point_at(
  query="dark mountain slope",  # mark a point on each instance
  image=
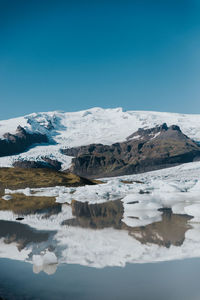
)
(145, 150)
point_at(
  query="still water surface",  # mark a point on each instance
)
(99, 256)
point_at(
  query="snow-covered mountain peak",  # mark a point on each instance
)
(95, 125)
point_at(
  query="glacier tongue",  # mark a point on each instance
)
(96, 125)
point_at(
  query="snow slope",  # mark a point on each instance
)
(94, 125)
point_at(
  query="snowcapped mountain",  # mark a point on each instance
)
(96, 125)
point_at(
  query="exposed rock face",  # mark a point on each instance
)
(145, 150)
(19, 142)
(44, 163)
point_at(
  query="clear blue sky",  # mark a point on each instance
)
(72, 55)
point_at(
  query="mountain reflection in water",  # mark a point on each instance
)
(95, 235)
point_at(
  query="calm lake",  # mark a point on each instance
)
(97, 256)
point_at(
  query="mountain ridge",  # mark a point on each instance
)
(96, 125)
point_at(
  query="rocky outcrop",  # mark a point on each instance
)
(144, 150)
(44, 163)
(20, 141)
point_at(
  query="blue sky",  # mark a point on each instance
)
(72, 55)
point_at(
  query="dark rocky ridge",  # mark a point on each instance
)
(144, 150)
(20, 141)
(46, 162)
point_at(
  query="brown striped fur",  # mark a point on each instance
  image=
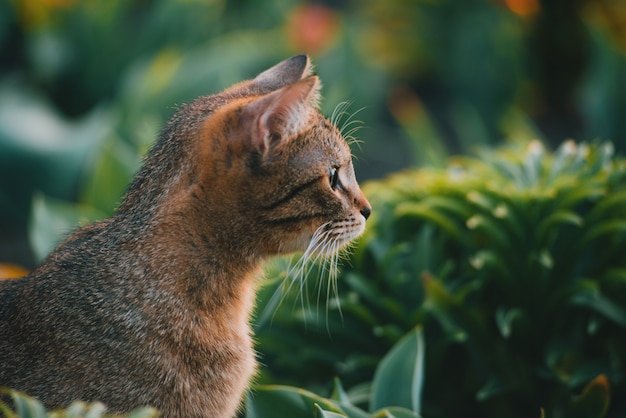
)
(151, 307)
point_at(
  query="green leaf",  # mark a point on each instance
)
(589, 295)
(613, 226)
(342, 399)
(327, 414)
(395, 412)
(284, 401)
(594, 400)
(399, 377)
(423, 211)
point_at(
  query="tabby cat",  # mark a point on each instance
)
(151, 307)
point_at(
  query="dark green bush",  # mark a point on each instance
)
(515, 266)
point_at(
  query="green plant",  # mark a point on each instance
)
(395, 391)
(25, 406)
(514, 265)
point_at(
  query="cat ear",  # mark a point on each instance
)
(272, 119)
(284, 73)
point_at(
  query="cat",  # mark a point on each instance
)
(151, 307)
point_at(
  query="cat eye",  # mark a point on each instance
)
(333, 178)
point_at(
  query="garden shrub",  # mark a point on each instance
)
(514, 265)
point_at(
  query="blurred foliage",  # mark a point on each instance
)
(513, 264)
(25, 406)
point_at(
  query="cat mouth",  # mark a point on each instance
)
(332, 236)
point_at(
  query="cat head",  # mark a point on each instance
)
(273, 175)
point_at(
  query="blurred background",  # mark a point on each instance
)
(85, 85)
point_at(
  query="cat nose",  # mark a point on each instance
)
(366, 211)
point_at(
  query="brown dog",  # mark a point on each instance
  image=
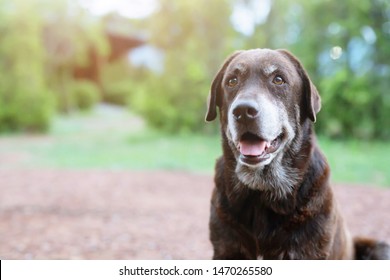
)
(272, 198)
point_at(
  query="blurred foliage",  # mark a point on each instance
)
(194, 42)
(344, 45)
(26, 102)
(85, 94)
(41, 42)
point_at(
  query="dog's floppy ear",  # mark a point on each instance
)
(311, 97)
(215, 94)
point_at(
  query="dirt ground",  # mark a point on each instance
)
(59, 214)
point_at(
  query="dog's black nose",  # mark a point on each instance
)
(245, 110)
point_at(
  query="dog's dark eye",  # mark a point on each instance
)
(232, 82)
(278, 80)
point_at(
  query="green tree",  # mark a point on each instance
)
(195, 37)
(25, 101)
(345, 46)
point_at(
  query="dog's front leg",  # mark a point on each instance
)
(229, 239)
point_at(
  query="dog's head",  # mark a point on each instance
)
(264, 96)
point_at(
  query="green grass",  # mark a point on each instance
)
(113, 140)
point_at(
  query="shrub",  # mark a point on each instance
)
(85, 94)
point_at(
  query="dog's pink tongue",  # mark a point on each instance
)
(252, 147)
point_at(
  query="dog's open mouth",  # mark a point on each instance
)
(254, 149)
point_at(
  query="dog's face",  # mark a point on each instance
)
(264, 96)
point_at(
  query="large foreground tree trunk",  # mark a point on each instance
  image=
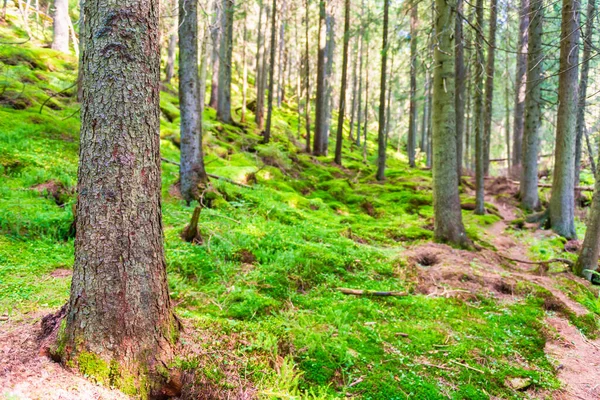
--
Exercise aim - Report every line of the data that contains the word "dark".

Response to the exercise -
  query="dark mountain slope",  # mark a point on each instance
  query="dark rocky ridge",  # mark a point on each instance
  query="dark green bush",  # mark a point on each instance
  query="dog's dark eye",  # mark a point on each instance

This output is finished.